[Given records]
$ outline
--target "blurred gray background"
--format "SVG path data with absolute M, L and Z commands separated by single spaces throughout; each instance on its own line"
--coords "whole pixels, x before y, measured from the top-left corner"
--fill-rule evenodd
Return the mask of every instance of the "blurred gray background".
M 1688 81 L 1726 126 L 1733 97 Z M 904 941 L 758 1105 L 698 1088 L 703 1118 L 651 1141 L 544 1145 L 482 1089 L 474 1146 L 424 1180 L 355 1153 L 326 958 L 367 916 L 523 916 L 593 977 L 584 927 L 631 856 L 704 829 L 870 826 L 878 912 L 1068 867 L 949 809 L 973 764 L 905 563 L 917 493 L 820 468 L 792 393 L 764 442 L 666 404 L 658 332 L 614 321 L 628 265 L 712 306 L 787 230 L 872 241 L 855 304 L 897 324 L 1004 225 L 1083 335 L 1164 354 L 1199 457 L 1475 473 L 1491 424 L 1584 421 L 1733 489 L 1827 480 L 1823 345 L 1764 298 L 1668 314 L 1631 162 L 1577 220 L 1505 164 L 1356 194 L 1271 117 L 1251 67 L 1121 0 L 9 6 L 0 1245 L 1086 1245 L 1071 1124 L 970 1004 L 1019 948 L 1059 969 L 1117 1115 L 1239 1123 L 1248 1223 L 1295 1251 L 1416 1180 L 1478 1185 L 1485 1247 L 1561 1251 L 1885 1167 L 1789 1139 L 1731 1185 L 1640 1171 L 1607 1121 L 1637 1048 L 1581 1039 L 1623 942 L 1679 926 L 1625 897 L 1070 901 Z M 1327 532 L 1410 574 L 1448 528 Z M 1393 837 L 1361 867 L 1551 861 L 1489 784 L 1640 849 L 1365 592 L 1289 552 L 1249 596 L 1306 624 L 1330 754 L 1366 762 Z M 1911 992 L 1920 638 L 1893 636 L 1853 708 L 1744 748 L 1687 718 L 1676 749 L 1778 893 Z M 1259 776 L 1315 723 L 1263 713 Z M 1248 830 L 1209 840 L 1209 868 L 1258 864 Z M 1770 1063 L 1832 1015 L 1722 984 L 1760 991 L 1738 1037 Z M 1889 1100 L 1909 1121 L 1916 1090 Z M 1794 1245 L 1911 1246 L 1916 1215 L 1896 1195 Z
[/Given records]
[What you have to do] Lines after the one containing "--fill-rule evenodd" are not wanted; repeat exactly each line above from the first up to and including it.

[Exercise response]
$ outline
--target "blurred gray background"
--format "SVG path data with absolute M, L and Z commands separated by single spaces throughout; each instance on its own line"
--coords "whole pixels, x before y, measured from the top-left corner"
--fill-rule evenodd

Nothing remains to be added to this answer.